- _Selected extract_:
Box-Cox Transformations, or 'How Do I Make This Skewed Distribution More Normal?'

Certain analyses require normally-distributed data. But what happens if you don't have normally distributed data?

In [1]:
# the usual imports.
import numpy as np
from scipy.stats import skew, probplot

import matplotlib.pyplot as plt
import seaborn as sns

%matplotlib inline
In [2]:
skew_norm_dist = np.random.gamma(4, 2, size=200)
f, ax = plt.subplots(1, 1)
ax.set_title("Skewed Plot")
p = ax.hist(skew_norm_dist)

This skew is not too bad, but we aren't sure how to make it better. One way we can transform our data is to take powers of the values; in other words $x \mapsto x^{\lambda}$. This is traditionally called the Tukey Transformation. Let's see how that works.

In [3]:
def tukey_transform(data, L):
    """Transforms data by a power of L."""
    return pow(data, L)
In [4]:
skew_norm_dist = np.random.gamma(4, 2, size=200)
f, axes = plt.subplots(2, 2, figsize=(10,10))

axes[0,0].set_title("Lambda = 0.1")
axes[0,1].set_title("Lambda = 0.3")
axes[1,0].set_title("Lambda = 0.5")
axes[1,1].set_title("Lambda = 0.7")

axes[0,0].hist(tukey_transform(skew_norm_dist, 0.1))
axes[0,1].hist(tukey_transform(skew_norm_dist, 0.3))
axes[1,0].hist(tukey_transform(skew_norm_dist, 0.5))
axes[1,1].hist(tukey_transform(skew_norm_dist, 0.7))

p = ax.hist(skew_norm_dist)

That's look a lot more normal! A similar transform (which seems to be more widely known) is the Box-Cox Transform. The difference between the Tukey Transform and the Box-Cox transform is, on the surface, a matter of scale. It's defined to be $x\mapsto \frac{x^{\lambda} - 1}{\lambda}$. One interesting property about the Box-Cox transform is that as $\lambda\rightarrow 0$ this becomes $\log(x)$.

That is, as $\lambda\rightarrow 0$ the Tukey Transform will bring all values to 1 (there is that $x = 0$ problem which we can simply define to be 1) but the Box-Cox transform will bring the values to $\log(x)$.

In [5]:
def box_cox_transform(data, L):
    """Transforms data by a power of L."""
    return (pow(data, L) - 1) / L
In [6]:
skew_norm_dist = np.random.gamma(4, 2, size=200)
f, axes = plt.subplots(2, 2, figsize=(10,10))

axes[0,0].set_title("Lambda = 0.01")
axes[0,1].set_title("Lambda = 0.1")
axes[1,0].set_title("Lambda = 1")
axes[1,1].set_title("Lambda = 10")

axes[0,0].hist(box_cox_transform(skew_norm_dist, 0.01))
axes[0,1].hist(box_cox_transform(skew_norm_dist, 0.1))

- _Information provided_:

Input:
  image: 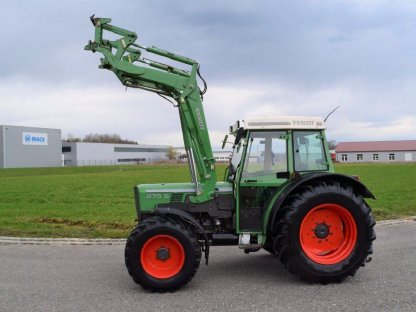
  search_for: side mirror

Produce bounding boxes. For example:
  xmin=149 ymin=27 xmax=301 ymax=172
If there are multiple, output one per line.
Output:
xmin=221 ymin=134 xmax=228 ymax=149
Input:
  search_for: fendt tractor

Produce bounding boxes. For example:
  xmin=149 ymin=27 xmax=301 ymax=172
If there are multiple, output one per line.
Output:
xmin=85 ymin=16 xmax=375 ymax=292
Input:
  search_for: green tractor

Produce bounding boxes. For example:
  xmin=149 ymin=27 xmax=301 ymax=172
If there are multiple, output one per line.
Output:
xmin=85 ymin=16 xmax=375 ymax=292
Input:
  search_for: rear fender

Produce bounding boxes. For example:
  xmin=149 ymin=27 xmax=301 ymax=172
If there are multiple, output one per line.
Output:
xmin=263 ymin=173 xmax=375 ymax=233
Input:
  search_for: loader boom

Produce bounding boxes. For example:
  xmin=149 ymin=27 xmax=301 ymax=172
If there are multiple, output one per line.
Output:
xmin=85 ymin=16 xmax=217 ymax=203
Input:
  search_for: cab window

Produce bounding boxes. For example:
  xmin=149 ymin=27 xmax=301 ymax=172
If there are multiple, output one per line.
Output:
xmin=293 ymin=131 xmax=328 ymax=171
xmin=242 ymin=131 xmax=287 ymax=177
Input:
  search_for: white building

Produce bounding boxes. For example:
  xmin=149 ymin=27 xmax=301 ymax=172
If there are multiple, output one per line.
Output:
xmin=62 ymin=142 xmax=168 ymax=166
xmin=0 ymin=125 xmax=61 ymax=168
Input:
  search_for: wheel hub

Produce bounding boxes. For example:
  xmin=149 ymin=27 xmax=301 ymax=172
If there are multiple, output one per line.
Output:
xmin=315 ymin=223 xmax=329 ymax=239
xmin=156 ymin=247 xmax=170 ymax=261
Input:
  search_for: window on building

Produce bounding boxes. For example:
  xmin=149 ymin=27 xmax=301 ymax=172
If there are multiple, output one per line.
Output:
xmin=117 ymin=158 xmax=146 ymax=163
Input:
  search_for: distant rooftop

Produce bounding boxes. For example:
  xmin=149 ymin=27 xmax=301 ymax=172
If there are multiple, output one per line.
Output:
xmin=336 ymin=140 xmax=416 ymax=153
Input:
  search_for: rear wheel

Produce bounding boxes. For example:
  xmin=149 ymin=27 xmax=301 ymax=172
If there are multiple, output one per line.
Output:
xmin=275 ymin=182 xmax=375 ymax=283
xmin=125 ymin=217 xmax=201 ymax=292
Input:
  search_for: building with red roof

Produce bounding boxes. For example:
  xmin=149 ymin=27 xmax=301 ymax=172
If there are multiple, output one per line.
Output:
xmin=336 ymin=140 xmax=416 ymax=162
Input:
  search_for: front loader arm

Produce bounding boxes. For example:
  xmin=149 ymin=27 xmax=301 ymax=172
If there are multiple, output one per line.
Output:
xmin=85 ymin=16 xmax=216 ymax=202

- _Exercises to complete_:
- a) From the Box-Cox walkthrough, quote the passage that begins with the words containing "return pow(data, L)" and ends with "axes[0,1].hist(tukey_transform(skew_norm_dist, 0.3))".
- b) Extend the Box-Cox walkthrough, picking up right after its final line.
The material after the Box-Cox walkthrough is separate from it.

- _Results by task_:
- a)
return pow(data, L)
In [4]:
skew_norm_dist = np.random.gamma(4, 2, size=200)
f, axes = plt.subplots(2, 2, figsize=(10,10))

axes[0,0].set_title("Lambda = 0.1")
axes[0,1].set_title("Lambda = 0.3")
axes[1,0].set_title("Lambda = 0.5")
axes[1,1].set_title("Lambda = 0.7")

axes[0,0].hist(tukey_transform(skew_norm_dist, 0.1))
axes[0,1].hist(tukey_transform(skew_norm_dist, 0.3))

- b)
axes[1,0].hist(box_cox_transform(skew_norm_dist, 1))
axes[1,1].hist(box_cox_transform(skew_norm_dist, 10))

p = ax.hist(skew_norm_dist)

Some of these are better than others; let's look at a probability plot plots to see which is approximately most normal.

In [10]:
# Copying and pasting because of the weird axes thing.

skew_norm_dist = np.random.gamma(4, 2, size=200)
f, axes = plt.subplots(2, 2, figsize=(10,10))
L = [0.01, 0.1, 1, 10]
ax_idx = [[0,0], [0,1], [1,0], [1,1]]

for n, aidx in enumerate(ax_idx):
    a = probplot(box_cox_transform(skew_norm_dist, L[n]))
    axes[aidx[0], aidx[1]].set_title("L = {}, r = {}".format(L[n],
                                                             round(a[1][2], 3)))
    axes[aidx[0], aidx[1]].scatter(*a[0])

One way we can figure out the best $\lambda$ is to find the probability plot above which is most linear; we can do this by using a linear regression and checking out its $r$ value (closer to 1 is best in our case). Let's make a grid of values and pick out the best one.

In [12]:
skew_norm_dist = np.random.gamma(4, 2, size=200)

gridvals = np.arange(0.01, 2, 0.01)
r_vals = np.array([probplot(box_cox_transform(skew_norm_dist, gridvals[i]))[1][2] 
          for i in range(len(gridvals))])

best_val = gridvals[np.argmax(r_vals)]

f, axes = plt.subplots(1, 3, figsize=(10,5))
axes[0].set_title("Original Dist")
axes[1].set_title("Optimal Transform")
axes[2].set_title("L = {} Prob Plot".format(best_val))

q0 = axes[0].hist(skew_norm_dist)
q1 = axes[1].hist(box_cox_transform(skew_norm_dist, best_val))
q2 = axes[2].scatter(*probplot(box_cox_transform(skew_norm_dist, best_val))[0])